You could hear the nation's collective sentimental heart thumping, as we imagined the poor penguin incarcerated in a dungeon, trussed (can you truss flippers?) and gagged, being fed on three-day-old fish delivered by a surly gaoler. We imagined the tragic amphibian listening through the door as its kidnappers chain-smoked, laughed heartlessly, played poker, drank, and discussed what to do with the money.
Then the zoo manager, Kath Bright, voiced our worst fears: Toga, she said, might be in the hands of "an unscrupulous collector". Ms Bright didn't muck about: "If Toga was stolen to order by a professional," she said. "then of course there is a chance that we will never hear of him again."
What a picture conjured up - the unscrupulous villain, doubtless Oriental, a smirking, cruel-eyed, criminal mastermind living in a custom-built Maldives paradise crammed with unlawfully Twoc'd snow tigers, ocelots, pumas and cockatiels, greeting his icily efficient hitman ("You have served me well, Igor") as he returns from another raid on the British zoo system, and as he disgorges, from his innocent-seeming briefcase, a small penguin ...
International bird-rustling! It all fell into place. In Rio and Cape Town, they kidnap the children of rich Europeans. In western Europe, we're far too sophisticated to be exercised by the fate of child kidnapees. But show us a foot-high, helpless-looking, bird in trouble, and we're all in floods and shrieks.
Then Terence Butler joined the race to find Toga. Those of us awake in the early 70s will know "Geezer" Butler as the bassist in Black Sabbath, the band that gave the world Ozzy Osbourne. He may now look like a bank manager for all I know, but I remember Geezer as a large hairy chap in a ferociously black droopy moustache, a trench boat and an iron crucifix, and with little time for the niceties of philosophy or ethics. So far he has merely pledged £5,000. But his arrival on the scene pitches this curious saga on to a wholly new level of idiocy. I can practically hear a transcontinental horde of middle-aged Sabbath fans spurred into action by a word from Geezer, and setting off to locate the baby penguin. If I were the deranged criminal mastermind-collector, I'd be quaking in my boots by now.

--- Task requirements ---
1/ Return the passage of the penguin text between "What a picture" and "floods and shrieks.", inclusive, copied word for word.
2/ Summarize the penguin text in two sentences.
3/ Extend the penguin text, picking up after its final sentence.

--- Information shown ---

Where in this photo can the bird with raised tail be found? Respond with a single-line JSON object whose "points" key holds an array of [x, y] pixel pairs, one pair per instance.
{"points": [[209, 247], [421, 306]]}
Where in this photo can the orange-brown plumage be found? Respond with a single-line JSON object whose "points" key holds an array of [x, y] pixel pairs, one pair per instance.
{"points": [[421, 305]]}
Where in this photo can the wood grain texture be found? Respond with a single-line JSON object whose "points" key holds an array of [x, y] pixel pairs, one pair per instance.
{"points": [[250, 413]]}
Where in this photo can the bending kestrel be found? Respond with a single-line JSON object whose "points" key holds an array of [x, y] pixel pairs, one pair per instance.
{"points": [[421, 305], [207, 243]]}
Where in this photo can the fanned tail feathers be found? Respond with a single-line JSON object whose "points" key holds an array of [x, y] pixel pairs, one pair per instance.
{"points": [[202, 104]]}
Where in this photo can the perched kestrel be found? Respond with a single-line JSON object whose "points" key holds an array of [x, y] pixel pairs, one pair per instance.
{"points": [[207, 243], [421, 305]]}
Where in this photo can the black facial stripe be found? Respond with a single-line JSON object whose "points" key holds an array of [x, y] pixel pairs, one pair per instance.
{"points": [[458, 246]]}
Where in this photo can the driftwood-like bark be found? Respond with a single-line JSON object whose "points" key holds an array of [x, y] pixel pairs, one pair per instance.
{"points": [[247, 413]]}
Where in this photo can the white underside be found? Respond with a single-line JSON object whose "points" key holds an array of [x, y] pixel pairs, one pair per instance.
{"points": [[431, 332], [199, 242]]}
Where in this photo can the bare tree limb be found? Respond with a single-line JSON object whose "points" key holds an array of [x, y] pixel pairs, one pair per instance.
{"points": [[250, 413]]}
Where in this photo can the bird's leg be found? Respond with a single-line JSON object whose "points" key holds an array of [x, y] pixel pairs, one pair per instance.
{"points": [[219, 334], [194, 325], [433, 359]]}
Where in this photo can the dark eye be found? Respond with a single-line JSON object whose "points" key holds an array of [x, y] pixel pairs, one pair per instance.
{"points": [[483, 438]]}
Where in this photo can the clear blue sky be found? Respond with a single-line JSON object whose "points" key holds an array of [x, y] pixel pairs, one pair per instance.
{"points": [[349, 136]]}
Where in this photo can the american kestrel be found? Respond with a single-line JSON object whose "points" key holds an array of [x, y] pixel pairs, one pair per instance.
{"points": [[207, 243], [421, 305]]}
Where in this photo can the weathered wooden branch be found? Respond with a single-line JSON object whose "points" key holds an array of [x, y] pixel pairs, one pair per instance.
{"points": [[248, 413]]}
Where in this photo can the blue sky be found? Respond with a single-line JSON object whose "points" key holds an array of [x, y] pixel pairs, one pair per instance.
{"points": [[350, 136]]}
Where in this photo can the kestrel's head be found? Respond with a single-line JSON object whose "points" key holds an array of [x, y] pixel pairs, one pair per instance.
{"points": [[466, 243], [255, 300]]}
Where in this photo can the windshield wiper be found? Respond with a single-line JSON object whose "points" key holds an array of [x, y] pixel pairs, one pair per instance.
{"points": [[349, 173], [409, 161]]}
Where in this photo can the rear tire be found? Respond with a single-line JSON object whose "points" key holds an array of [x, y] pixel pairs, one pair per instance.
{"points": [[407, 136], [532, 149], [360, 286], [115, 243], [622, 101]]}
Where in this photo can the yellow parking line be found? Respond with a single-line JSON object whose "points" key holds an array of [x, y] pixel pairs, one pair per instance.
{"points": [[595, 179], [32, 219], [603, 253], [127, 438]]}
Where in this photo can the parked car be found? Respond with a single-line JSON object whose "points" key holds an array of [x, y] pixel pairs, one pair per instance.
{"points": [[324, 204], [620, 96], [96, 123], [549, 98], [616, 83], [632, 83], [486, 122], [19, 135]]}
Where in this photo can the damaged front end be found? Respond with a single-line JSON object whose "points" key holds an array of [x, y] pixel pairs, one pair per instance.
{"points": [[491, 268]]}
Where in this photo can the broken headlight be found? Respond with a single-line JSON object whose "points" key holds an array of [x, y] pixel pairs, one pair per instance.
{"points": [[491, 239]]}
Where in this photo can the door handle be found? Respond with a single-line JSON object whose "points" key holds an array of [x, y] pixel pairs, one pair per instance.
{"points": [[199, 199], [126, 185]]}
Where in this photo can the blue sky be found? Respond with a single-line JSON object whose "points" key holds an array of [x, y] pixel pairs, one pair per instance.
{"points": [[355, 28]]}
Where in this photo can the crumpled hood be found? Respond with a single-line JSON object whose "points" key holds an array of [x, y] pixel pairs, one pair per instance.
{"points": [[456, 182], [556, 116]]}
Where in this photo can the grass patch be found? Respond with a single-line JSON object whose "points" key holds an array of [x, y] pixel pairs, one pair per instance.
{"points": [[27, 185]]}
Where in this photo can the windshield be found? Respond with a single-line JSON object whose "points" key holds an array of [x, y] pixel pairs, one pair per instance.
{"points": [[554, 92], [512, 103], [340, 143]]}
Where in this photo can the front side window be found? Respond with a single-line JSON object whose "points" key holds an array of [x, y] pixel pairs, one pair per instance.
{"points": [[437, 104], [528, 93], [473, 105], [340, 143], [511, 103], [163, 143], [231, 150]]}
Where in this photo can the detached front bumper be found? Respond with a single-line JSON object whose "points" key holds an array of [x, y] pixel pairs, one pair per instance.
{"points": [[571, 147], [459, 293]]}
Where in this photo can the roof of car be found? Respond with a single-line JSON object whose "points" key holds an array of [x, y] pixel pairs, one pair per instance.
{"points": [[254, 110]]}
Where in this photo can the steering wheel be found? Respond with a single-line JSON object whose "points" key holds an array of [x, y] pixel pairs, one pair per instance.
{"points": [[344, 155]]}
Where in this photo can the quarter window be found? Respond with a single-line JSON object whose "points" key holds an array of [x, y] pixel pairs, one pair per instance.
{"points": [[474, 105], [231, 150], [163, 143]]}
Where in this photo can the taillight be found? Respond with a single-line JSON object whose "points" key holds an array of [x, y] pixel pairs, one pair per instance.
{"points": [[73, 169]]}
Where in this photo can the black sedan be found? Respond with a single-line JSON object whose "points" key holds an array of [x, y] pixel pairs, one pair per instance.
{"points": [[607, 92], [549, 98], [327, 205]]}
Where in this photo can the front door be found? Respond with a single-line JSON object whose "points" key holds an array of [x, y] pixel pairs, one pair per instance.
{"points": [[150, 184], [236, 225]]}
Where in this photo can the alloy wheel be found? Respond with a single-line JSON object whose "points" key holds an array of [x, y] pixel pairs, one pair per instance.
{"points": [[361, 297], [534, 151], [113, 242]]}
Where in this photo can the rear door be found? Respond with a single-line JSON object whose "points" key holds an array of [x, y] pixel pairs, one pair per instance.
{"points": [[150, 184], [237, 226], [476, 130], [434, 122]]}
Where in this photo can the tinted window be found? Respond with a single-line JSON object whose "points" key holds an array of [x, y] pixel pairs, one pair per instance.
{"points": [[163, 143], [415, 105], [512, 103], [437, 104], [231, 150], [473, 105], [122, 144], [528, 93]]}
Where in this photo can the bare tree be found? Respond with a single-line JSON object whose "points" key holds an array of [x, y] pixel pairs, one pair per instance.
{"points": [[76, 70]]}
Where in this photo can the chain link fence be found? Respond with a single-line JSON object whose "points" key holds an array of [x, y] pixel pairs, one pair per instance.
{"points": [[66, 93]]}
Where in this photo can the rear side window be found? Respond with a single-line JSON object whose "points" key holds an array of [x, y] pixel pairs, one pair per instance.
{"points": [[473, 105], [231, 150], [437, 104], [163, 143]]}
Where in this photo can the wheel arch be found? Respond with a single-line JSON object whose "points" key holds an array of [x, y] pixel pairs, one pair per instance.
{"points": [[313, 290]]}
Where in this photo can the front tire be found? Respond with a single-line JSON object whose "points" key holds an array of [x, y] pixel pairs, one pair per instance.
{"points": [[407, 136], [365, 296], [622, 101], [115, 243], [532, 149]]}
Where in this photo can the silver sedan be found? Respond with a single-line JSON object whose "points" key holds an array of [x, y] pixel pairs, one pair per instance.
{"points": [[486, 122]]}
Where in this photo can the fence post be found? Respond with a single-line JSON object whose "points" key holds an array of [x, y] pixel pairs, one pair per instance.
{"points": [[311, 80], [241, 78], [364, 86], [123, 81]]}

--- Responses ---
1/
What a picture conjured up - the unscrupulous villain, doubtless Oriental, a smirking, cruel-eyed, criminal mastermind living in a custom-built Maldives paradise crammed with unlawfully Twoc'd snow tigers, ocelots, pumas and cockatiels, greeting his icily efficient hitman ("You have served me well, Igor") as he returns from another raid on the British zoo system, and as he disgorges, from his innocent-seeming briefcase, a small penguin ...
International bird-rustling! It all fell into place. In Rio and Cape Town, they kidnap the children of rich Europeans. In western Europe, we're far too sophisticated to be exercised by the fate of child kidnapees. But show us a foot-high, helpless-looking, bird in trouble, and we're all in floods and shrieks.

2/ After zoo manager Kath Bright warned that Toga the penguin might be in the hands of an unscrupulous collector and might never be heard of again, the writer pictures a criminal mastermind behind the theft and mocks how much more the public is moved by a helpless-looking bird than by kidnapped children. Terence "Geezer" Butler, the bassist in Black Sabbath, has now pledged £5,000 to the search, which the writer says lifts the saga to a wholly new level of idiocy.

3/
What an accident-prone bunch we've become. According to new Hospital Episode Statistics for 2004-2005 (compiled by the Health and Social Care Information Centre) the number of people admitted to A&E departments has gone up by 20 per cent in the last five years. What kind of accidents? The most ludicrous kind. Encounters with "non-power hand tools" - ie banging your thumb with a hammer, planing slices off your arm, and removing the tip of your index finger while screwing the lock back on the bathroom door. We're brilliant at accidents from "contact with power tools" and an absolute whizz at contact with irritable life forms - insect bites and hornet stings have doubled in the last year. Accidents resulting from the ill-advised use of high-pressure water jets are popular, as are falling over on the ice, in trendy ice rinks.
I'd be tempted to laugh at the people (900,000 of them) so afflicted with bad luck, had I not recently joined their ranks. Who'd have thought Christmas could be so dangerous? I don't mean for fat men falling down chimneys, or drunken smokers setting fire to their nightshirts while nodding off in bed (at least I assume that's what they mean by "ignition of nightwear"). I'm talking about the Christmas-pudding moment.
It is the climax of the meal. The pudding is in the kitchen. The lady of the house is warming brandy beside it. You look for a suitable serving plate, but they're all in the dishwasher. Instead you choose a flat tin tray, on which you place the pudding. Outside the door of the dining-room, your partner pours brandy over pudding, and applies a match - and you try to carry a tray of flaming blue alcohol for 10 yards as the incendiary liquid slops all over your hands to kindly cries of "Don't drop the pudding!". I'm not sure if it's third-degree burns or blistered pride, but my hands still hurt like hell. She's a tough mistress, the season of goodwill.